**WHAT NEEDS TO BE DONE:**
Treat the line containing "Could you please point to the blue object" as the first line and the final line of the material below as the last; reproduce that range exactly.

= Beginning of Section =

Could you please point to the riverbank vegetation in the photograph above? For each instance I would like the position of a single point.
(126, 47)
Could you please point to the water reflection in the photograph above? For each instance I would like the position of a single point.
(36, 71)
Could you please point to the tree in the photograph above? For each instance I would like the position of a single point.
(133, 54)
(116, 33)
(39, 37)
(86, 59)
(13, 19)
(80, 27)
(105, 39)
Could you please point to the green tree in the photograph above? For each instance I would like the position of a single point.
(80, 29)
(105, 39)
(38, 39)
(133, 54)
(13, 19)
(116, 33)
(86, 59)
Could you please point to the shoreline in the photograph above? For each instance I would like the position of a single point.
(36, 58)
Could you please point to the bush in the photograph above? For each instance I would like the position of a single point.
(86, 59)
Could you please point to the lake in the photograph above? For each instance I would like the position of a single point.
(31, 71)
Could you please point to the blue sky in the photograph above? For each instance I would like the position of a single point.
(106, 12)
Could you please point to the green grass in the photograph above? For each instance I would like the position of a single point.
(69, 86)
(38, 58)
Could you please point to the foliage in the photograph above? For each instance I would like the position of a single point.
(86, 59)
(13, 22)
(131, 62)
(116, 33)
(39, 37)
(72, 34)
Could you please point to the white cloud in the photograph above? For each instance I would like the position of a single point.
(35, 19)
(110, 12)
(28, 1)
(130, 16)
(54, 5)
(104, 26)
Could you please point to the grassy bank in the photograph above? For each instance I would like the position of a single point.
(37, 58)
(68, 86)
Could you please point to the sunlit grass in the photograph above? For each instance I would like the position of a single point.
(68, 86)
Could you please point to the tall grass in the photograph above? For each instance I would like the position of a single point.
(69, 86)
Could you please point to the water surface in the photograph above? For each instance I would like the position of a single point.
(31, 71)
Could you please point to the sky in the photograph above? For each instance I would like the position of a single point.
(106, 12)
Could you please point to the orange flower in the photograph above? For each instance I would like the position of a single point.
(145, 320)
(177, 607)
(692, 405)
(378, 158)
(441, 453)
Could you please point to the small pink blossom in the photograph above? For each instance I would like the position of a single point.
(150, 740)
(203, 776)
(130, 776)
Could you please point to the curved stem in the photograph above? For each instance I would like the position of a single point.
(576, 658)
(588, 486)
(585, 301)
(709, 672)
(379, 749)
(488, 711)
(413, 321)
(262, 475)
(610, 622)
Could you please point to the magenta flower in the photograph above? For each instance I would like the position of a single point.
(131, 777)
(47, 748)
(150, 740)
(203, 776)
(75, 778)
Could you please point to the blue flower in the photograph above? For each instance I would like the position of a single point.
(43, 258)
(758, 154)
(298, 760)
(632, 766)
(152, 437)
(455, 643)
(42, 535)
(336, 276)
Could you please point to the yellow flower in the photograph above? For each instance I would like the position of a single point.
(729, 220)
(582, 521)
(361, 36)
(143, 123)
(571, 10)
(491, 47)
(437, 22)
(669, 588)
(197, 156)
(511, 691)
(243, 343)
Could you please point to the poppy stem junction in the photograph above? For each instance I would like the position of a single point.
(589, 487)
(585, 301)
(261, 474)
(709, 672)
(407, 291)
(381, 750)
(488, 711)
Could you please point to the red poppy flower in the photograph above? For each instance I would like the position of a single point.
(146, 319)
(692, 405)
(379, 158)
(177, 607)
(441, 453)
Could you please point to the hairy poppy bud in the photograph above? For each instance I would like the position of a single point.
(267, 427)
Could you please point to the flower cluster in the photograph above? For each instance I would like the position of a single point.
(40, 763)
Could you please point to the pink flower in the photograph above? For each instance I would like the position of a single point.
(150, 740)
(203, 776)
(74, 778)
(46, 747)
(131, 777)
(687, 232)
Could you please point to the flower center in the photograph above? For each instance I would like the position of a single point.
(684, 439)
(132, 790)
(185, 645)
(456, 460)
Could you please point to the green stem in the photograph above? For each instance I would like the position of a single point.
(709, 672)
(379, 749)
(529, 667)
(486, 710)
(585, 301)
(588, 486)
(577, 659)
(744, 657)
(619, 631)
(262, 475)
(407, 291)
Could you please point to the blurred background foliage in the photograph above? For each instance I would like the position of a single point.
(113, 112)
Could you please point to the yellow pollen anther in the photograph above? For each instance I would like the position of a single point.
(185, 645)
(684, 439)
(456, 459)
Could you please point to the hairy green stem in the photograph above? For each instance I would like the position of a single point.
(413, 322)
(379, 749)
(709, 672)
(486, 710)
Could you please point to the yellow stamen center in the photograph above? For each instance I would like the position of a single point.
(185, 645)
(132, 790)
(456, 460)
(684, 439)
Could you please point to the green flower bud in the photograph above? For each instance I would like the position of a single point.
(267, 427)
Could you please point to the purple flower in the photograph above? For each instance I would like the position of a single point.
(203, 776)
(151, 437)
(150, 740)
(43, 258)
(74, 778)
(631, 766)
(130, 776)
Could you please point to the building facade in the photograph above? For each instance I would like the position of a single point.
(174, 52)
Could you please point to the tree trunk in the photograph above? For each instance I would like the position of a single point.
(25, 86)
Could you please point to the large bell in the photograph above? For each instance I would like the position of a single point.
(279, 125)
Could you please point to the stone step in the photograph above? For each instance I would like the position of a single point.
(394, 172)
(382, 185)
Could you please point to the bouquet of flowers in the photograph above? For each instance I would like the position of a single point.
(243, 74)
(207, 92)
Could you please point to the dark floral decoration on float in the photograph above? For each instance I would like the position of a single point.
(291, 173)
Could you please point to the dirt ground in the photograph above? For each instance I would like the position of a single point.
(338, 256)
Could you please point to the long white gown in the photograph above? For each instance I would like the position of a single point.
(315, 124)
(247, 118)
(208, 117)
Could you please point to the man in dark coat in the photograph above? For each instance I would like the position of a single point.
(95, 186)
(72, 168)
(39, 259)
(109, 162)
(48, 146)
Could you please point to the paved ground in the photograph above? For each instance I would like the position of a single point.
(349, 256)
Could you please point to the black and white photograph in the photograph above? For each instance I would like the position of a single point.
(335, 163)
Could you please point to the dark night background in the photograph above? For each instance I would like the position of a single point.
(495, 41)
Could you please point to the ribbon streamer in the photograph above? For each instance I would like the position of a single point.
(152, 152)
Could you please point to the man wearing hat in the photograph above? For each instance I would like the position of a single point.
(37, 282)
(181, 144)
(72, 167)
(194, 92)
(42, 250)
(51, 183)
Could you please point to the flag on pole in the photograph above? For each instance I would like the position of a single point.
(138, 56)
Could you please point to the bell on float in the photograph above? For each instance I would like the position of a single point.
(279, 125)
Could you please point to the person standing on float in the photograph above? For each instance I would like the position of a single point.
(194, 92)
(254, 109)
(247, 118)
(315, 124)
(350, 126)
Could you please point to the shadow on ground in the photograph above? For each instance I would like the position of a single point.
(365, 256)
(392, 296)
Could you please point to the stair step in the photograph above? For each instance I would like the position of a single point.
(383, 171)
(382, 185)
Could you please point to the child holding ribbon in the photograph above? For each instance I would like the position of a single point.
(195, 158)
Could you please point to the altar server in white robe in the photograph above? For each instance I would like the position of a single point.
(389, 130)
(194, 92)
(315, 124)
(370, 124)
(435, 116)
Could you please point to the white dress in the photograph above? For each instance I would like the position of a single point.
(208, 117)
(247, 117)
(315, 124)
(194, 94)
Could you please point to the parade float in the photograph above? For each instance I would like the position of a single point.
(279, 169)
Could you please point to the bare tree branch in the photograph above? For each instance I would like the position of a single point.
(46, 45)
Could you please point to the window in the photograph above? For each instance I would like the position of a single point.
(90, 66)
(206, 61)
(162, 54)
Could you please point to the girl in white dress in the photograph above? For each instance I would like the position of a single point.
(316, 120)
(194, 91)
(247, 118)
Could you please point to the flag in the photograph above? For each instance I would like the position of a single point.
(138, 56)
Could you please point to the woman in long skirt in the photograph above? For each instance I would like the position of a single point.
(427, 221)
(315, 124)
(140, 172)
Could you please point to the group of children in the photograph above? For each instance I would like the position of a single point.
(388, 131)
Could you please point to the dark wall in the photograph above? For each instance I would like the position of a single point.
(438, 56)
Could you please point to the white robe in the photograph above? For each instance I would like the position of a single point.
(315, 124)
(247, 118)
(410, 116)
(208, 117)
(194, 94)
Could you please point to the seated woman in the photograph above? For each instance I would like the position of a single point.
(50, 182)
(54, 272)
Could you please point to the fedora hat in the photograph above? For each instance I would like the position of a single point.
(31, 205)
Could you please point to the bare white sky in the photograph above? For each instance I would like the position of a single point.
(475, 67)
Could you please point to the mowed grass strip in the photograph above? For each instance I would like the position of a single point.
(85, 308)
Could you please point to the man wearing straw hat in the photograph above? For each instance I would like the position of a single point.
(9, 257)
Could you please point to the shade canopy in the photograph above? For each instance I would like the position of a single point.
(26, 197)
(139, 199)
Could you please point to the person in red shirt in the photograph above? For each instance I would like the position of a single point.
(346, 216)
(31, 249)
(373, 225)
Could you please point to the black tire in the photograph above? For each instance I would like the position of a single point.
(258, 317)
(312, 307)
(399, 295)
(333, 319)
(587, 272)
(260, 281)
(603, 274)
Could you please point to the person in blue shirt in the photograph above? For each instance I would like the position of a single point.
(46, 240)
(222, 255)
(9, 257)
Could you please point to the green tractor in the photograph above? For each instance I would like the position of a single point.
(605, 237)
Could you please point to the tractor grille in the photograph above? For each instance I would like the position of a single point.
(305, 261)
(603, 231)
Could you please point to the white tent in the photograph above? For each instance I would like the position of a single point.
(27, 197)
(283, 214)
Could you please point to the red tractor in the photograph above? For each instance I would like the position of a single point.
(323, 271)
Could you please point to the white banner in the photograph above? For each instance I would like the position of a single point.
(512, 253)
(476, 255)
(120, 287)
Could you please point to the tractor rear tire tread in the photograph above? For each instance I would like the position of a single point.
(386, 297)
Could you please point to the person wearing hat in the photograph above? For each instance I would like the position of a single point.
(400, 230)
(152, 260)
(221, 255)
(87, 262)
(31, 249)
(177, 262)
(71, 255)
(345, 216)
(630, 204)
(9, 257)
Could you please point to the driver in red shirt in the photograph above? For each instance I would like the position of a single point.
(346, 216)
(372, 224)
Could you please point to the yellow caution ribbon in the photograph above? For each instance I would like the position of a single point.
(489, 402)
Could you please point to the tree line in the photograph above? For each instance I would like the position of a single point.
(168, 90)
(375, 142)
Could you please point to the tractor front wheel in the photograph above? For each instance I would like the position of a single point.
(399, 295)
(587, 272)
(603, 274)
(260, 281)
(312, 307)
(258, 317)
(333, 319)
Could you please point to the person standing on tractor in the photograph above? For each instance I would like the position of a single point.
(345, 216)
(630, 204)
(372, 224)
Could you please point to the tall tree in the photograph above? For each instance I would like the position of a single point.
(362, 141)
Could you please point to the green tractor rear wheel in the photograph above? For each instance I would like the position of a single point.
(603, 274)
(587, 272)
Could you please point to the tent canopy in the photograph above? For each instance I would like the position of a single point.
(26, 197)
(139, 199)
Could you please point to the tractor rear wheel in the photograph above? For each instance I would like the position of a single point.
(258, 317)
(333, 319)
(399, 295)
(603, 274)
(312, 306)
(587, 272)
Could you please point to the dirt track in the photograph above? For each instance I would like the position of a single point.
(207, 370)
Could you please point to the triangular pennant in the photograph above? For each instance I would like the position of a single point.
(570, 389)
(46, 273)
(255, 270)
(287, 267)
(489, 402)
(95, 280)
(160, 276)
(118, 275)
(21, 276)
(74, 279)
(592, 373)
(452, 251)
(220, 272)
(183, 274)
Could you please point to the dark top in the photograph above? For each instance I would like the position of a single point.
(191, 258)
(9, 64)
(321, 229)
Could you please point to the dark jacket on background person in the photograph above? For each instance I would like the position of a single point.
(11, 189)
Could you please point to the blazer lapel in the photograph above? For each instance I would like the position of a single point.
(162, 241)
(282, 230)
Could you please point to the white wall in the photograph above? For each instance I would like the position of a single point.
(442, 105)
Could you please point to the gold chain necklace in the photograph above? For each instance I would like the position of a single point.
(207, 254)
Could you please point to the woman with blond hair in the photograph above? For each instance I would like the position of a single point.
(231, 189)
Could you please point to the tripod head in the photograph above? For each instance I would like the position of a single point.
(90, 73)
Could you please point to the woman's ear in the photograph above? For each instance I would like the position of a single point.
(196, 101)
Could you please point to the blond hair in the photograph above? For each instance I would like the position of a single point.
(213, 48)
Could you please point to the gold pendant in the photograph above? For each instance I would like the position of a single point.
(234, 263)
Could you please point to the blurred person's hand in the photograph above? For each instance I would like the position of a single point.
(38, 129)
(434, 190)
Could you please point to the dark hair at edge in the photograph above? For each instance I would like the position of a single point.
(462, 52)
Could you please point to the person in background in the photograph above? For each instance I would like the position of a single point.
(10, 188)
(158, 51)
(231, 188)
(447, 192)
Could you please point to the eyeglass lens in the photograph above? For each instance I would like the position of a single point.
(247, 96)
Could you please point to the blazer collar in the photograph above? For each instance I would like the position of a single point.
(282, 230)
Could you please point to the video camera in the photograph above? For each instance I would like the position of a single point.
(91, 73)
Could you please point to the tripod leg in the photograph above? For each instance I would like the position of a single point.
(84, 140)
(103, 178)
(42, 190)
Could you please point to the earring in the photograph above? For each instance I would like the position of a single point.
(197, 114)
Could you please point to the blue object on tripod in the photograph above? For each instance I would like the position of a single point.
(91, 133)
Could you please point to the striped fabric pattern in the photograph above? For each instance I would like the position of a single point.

= End of Section =

**RESPONSE TO THE EXERCISE:**
Could you please point to the blue object on tripod in the photograph above? For each instance I would like the position of a single point.
(91, 133)
Could you please point to the striped fabric pattern in the photograph above? For each instance I would like the position of a single point.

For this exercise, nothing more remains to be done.